(Dataset items)
──────────────────────────────
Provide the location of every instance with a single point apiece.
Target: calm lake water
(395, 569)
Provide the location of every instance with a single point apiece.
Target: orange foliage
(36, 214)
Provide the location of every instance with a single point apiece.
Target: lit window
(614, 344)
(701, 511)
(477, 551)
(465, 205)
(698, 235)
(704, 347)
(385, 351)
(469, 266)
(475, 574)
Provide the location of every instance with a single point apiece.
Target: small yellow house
──────────────────────────────
- _WHAT THE TASK ASKS_
Having gone through the data above, repeat it exactly.

- _EXERCISE OUTPUT_
Provide the location of every instance with a single point apiece.
Target: calm lake water
(395, 569)
Provide the location of every instance with a single point apiece.
Target: orange foliage
(36, 214)
Provide the location of every instance with a single point apiece.
Target: lit window
(614, 344)
(701, 511)
(477, 551)
(465, 205)
(698, 235)
(704, 347)
(385, 351)
(469, 266)
(475, 574)
Provide the location of every instance with a single point apiece.
Target: small yellow house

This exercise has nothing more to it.